__THE PROBLEM__: Please repeat the records below word for word, starting at the line that contains "Please place a point on the dense", including that line, and stopping after the last line of the records.

__STORED RECORDS__:
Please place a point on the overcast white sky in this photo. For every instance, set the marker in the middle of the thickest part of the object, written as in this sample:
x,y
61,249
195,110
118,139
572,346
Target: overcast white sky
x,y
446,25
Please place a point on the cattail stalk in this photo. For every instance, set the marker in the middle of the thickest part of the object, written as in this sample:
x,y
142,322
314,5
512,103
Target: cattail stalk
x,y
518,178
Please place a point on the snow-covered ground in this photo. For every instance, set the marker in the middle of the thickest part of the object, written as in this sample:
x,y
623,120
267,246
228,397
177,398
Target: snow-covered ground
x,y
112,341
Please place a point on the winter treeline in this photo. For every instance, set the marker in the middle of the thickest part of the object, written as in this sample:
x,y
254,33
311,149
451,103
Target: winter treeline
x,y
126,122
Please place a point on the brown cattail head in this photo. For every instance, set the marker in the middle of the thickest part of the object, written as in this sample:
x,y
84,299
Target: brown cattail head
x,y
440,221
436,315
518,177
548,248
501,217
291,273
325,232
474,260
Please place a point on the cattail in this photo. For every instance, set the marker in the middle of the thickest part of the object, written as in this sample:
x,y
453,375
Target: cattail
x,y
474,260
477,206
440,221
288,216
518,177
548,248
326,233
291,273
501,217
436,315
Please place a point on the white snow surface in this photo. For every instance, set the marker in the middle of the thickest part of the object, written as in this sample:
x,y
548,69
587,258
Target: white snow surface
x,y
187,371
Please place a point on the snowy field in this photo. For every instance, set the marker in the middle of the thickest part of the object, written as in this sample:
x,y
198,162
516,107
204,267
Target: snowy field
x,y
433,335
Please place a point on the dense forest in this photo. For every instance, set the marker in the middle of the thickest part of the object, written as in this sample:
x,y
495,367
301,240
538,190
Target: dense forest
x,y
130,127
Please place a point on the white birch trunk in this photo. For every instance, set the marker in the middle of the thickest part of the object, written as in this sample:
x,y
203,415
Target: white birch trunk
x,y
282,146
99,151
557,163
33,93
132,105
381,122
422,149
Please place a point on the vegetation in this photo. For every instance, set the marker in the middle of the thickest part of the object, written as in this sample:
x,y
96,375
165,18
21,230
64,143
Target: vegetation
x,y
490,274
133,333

__ANSWER TO THIS EXERCISE__:
Please place a point on the dense forest in this photo. For every instance, set the marker in the middle of the thickest part of the object, written as in this sample:
x,y
495,367
301,240
538,190
Target: dense forest
x,y
130,127
Please place a point on the white birch trunk in this photo. For every instance, set the marker in the middle of the thickest part of the object, written as in this sample:
x,y
203,415
Target: white birch trunk
x,y
282,146
99,151
557,163
33,93
132,105
381,122
422,149
Please place a point on the vegetation in this photo. For every instance, set the marker in the middle of the thickest part of the object, written as in this sample:
x,y
96,375
165,18
21,230
64,143
Target: vegetation
x,y
490,274
133,333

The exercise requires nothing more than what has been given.